** Task inputs **

— Start —

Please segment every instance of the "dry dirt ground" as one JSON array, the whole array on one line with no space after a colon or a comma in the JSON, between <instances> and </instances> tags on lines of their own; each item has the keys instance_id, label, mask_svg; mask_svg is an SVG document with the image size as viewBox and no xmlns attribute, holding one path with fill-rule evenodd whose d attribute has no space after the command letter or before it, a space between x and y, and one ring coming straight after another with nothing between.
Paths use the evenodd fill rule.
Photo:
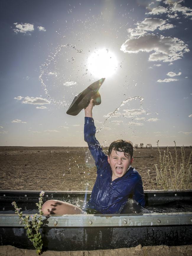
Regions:
<instances>
[{"instance_id":1,"label":"dry dirt ground","mask_svg":"<svg viewBox=\"0 0 192 256\"><path fill-rule=\"evenodd\" d=\"M160 150L162 154L165 148ZM192 149L184 148L186 160ZM173 157L174 148L169 148ZM178 159L180 149L177 149ZM107 154L107 149L103 150ZM140 174L144 190L157 189L154 164L157 149L138 149L132 164ZM175 159L175 160L174 160ZM174 158L175 161L175 159ZM96 176L94 161L87 147L0 147L0 189L30 190L91 190ZM191 189L191 186L188 188ZM34 250L1 246L1 255L35 255ZM47 252L43 255L192 255L192 246L164 246L82 252Z\"/></svg>"},{"instance_id":2,"label":"dry dirt ground","mask_svg":"<svg viewBox=\"0 0 192 256\"><path fill-rule=\"evenodd\" d=\"M144 246L97 251L56 252L48 251L42 256L191 256L192 245ZM11 245L0 246L0 256L36 256L34 250L19 249Z\"/></svg>"},{"instance_id":3,"label":"dry dirt ground","mask_svg":"<svg viewBox=\"0 0 192 256\"><path fill-rule=\"evenodd\" d=\"M174 160L174 149L169 148ZM162 154L166 149L161 149ZM184 149L187 160L192 149ZM179 159L180 149L177 150ZM103 150L107 154L107 149ZM141 177L144 190L157 189L157 148L138 149L134 157L132 165ZM1 189L91 190L96 177L94 161L86 147L0 147L0 162Z\"/></svg>"}]
</instances>

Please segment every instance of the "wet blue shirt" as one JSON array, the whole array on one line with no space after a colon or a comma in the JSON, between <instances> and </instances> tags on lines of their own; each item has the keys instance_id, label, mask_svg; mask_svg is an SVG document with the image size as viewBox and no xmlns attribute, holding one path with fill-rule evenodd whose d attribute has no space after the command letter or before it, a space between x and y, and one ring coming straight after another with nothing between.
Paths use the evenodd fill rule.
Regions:
<instances>
[{"instance_id":1,"label":"wet blue shirt","mask_svg":"<svg viewBox=\"0 0 192 256\"><path fill-rule=\"evenodd\" d=\"M95 137L96 128L92 118L85 117L84 139L88 144L97 167L97 176L87 207L102 213L120 213L129 197L143 206L145 203L141 177L131 166L123 176L112 181L111 168L107 156Z\"/></svg>"}]
</instances>

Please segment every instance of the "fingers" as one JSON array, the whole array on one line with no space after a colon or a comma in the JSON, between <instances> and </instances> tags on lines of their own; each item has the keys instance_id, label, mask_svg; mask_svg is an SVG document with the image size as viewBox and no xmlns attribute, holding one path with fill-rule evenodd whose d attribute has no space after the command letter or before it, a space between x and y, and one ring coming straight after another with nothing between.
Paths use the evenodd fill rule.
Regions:
<instances>
[{"instance_id":1,"label":"fingers","mask_svg":"<svg viewBox=\"0 0 192 256\"><path fill-rule=\"evenodd\" d=\"M86 107L84 108L84 109L87 109L87 108L92 108L93 106L93 99L92 99L90 100L89 103L88 105L87 105Z\"/></svg>"}]
</instances>

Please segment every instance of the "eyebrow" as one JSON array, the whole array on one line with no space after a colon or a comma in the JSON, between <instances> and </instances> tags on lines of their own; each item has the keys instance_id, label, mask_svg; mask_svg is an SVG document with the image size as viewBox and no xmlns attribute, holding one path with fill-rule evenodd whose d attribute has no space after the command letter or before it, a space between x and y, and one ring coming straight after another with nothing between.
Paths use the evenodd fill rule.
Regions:
<instances>
[{"instance_id":1,"label":"eyebrow","mask_svg":"<svg viewBox=\"0 0 192 256\"><path fill-rule=\"evenodd\" d=\"M112 156L111 157L117 157L117 156ZM128 158L128 157L127 156L122 156L121 157L121 158L124 158L125 157L126 157L127 158Z\"/></svg>"}]
</instances>

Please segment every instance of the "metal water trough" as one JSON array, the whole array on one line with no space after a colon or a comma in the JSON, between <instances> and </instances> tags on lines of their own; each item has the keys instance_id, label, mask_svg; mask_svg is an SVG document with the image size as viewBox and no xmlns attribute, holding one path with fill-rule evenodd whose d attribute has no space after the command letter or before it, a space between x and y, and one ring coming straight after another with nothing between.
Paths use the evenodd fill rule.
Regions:
<instances>
[{"instance_id":1,"label":"metal water trough","mask_svg":"<svg viewBox=\"0 0 192 256\"><path fill-rule=\"evenodd\" d=\"M0 190L1 206L13 201L38 201L40 191ZM44 200L67 201L85 197L91 191L45 191ZM145 191L146 205L155 206L184 200L192 204L192 190ZM24 209L22 208L22 210ZM58 251L113 249L164 244L192 244L192 211L188 212L123 214L45 216L40 232L44 250ZM24 225L14 214L0 214L0 244L34 249Z\"/></svg>"}]
</instances>

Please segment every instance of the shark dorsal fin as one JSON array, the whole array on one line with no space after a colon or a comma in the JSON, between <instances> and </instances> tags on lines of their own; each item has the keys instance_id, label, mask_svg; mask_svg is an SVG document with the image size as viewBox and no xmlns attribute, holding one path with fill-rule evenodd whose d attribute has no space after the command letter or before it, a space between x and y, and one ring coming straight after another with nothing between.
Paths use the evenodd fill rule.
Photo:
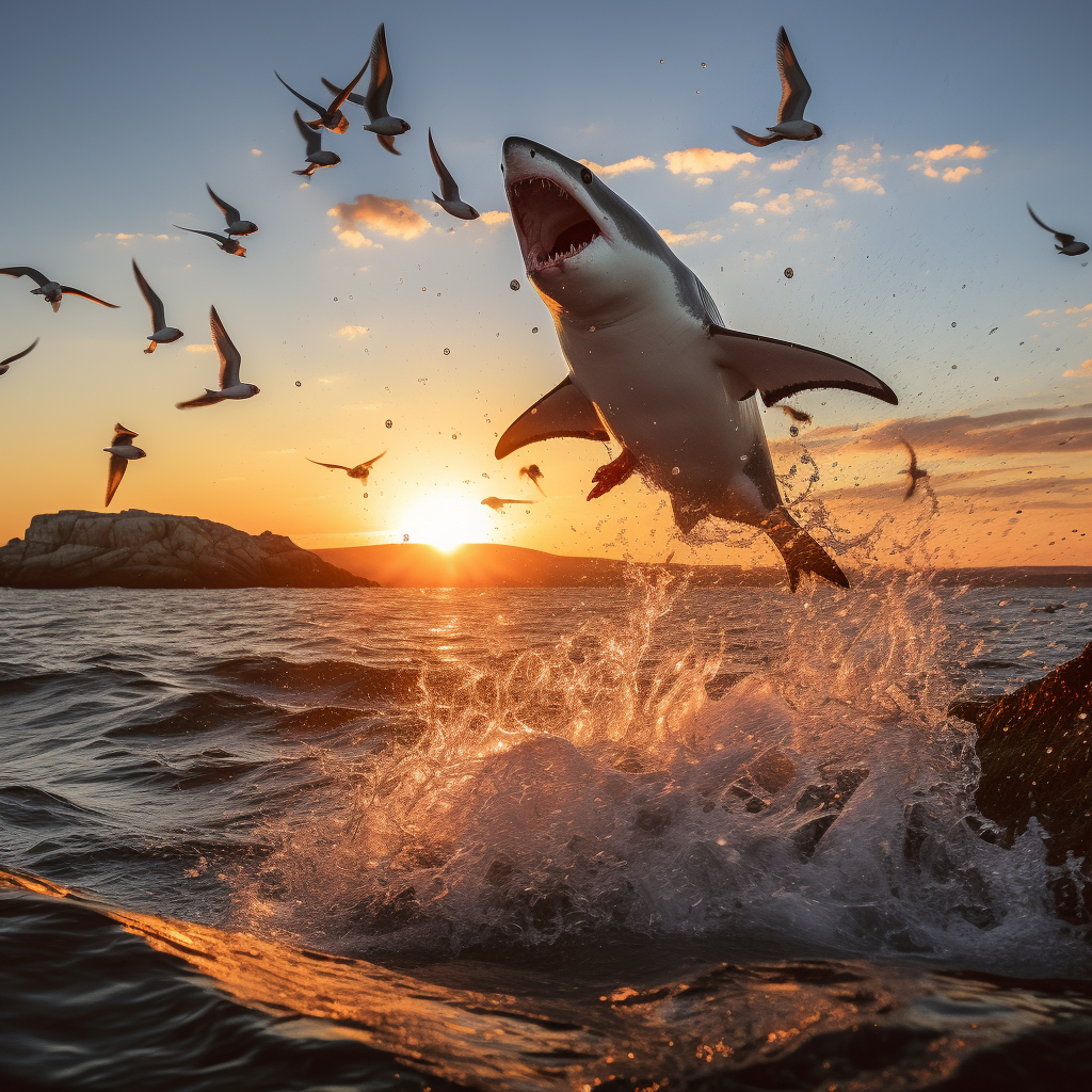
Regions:
<instances>
[{"instance_id":1,"label":"shark dorsal fin","mask_svg":"<svg viewBox=\"0 0 1092 1092\"><path fill-rule=\"evenodd\" d=\"M553 440L562 436L604 442L610 439L595 406L571 378L561 380L549 394L544 394L508 426L497 441L497 458L503 459L536 440Z\"/></svg>"},{"instance_id":2,"label":"shark dorsal fin","mask_svg":"<svg viewBox=\"0 0 1092 1092\"><path fill-rule=\"evenodd\" d=\"M772 406L797 391L838 387L870 394L893 406L899 404L894 391L882 379L830 353L728 330L715 322L710 322L709 332L720 342L716 363L732 373L728 389L739 401L761 391L762 401Z\"/></svg>"}]
</instances>

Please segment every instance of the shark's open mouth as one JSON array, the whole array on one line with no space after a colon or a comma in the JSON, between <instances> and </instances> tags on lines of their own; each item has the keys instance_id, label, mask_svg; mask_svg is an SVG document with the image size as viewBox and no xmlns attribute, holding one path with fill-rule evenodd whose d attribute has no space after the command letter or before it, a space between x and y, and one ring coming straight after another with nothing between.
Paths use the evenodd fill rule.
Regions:
<instances>
[{"instance_id":1,"label":"shark's open mouth","mask_svg":"<svg viewBox=\"0 0 1092 1092\"><path fill-rule=\"evenodd\" d=\"M521 178L509 187L509 204L523 244L527 273L573 258L603 233L584 206L548 178Z\"/></svg>"}]
</instances>

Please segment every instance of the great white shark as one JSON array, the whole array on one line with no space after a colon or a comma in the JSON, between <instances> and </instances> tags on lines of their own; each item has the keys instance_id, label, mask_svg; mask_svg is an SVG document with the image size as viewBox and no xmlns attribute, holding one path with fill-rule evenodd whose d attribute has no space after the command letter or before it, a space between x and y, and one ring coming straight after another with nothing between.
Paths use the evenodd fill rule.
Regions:
<instances>
[{"instance_id":1,"label":"great white shark","mask_svg":"<svg viewBox=\"0 0 1092 1092\"><path fill-rule=\"evenodd\" d=\"M728 329L652 225L582 164L509 136L501 170L569 375L508 428L497 458L556 437L613 439L621 454L589 500L636 472L668 494L684 534L708 515L759 527L794 591L805 572L847 587L785 508L757 397L838 387L898 405L894 392L830 353Z\"/></svg>"}]
</instances>

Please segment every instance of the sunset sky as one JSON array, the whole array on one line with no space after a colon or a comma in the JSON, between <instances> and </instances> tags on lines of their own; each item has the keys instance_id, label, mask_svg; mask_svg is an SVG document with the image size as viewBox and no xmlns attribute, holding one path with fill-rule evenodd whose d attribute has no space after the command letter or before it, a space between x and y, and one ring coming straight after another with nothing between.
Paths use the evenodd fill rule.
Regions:
<instances>
[{"instance_id":1,"label":"sunset sky","mask_svg":"<svg viewBox=\"0 0 1092 1092\"><path fill-rule=\"evenodd\" d=\"M352 76L380 21L391 109L413 126L402 155L349 105L349 132L323 133L342 164L302 185L299 104L273 71L322 98L320 76ZM826 135L751 149L731 127L773 123L781 23ZM894 408L797 395L815 417L797 440L781 408L764 414L779 471L802 465L805 442L843 527L890 513L900 534L927 527L946 562L1092 563L1092 254L1056 256L1024 209L1092 242L1090 35L1081 0L12 7L0 265L120 308L67 297L54 314L29 281L0 277L0 359L40 337L0 377L0 541L37 512L100 511L120 422L149 458L111 510L310 547L455 527L563 554L772 563L765 544L675 541L666 497L637 478L585 502L601 444L494 459L566 373L501 185L501 144L520 133L597 165L729 325L891 384ZM429 126L482 219L431 202ZM245 259L173 226L223 227L206 181L260 227ZM186 332L153 356L133 258ZM183 413L176 402L215 385L211 304L261 394ZM902 436L933 476L931 522L927 497L901 499ZM305 458L384 449L367 499ZM520 479L529 462L546 497ZM490 495L534 503L495 514Z\"/></svg>"}]
</instances>

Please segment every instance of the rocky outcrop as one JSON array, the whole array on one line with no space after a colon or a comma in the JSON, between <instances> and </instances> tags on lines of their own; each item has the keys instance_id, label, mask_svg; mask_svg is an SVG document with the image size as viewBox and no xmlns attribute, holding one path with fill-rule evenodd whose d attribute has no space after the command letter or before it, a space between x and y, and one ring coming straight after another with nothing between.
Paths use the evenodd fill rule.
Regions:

— End —

** What you need to do **
Show each line of the entries above that contains the string "metal". Case counts.

** In response **
Please segment every instance of the "metal water trough" as one JSON array, the whole array on one line with no space after a colon or a comma in the JSON, between <instances> and </instances> tags on lines of their own; each item has the keys instance_id, label, mask_svg; mask_svg is an SVG document with the image size as viewBox and no xmlns attribute, holding one path with fill-rule evenodd whose d attribute has no space after the command letter or before it, a space between x and y, and one ring coming straight after another with nothing between.
[{"instance_id":1,"label":"metal water trough","mask_svg":"<svg viewBox=\"0 0 192 256\"><path fill-rule=\"evenodd\" d=\"M0 190L1 206L13 201L38 201L40 191ZM44 200L67 201L85 197L91 191L45 191ZM145 191L146 205L155 206L184 200L192 204L192 190ZM24 209L22 208L22 210ZM58 251L113 249L164 244L192 244L192 211L188 212L123 214L45 216L40 232L44 250ZM24 225L14 214L0 214L0 244L34 249Z\"/></svg>"}]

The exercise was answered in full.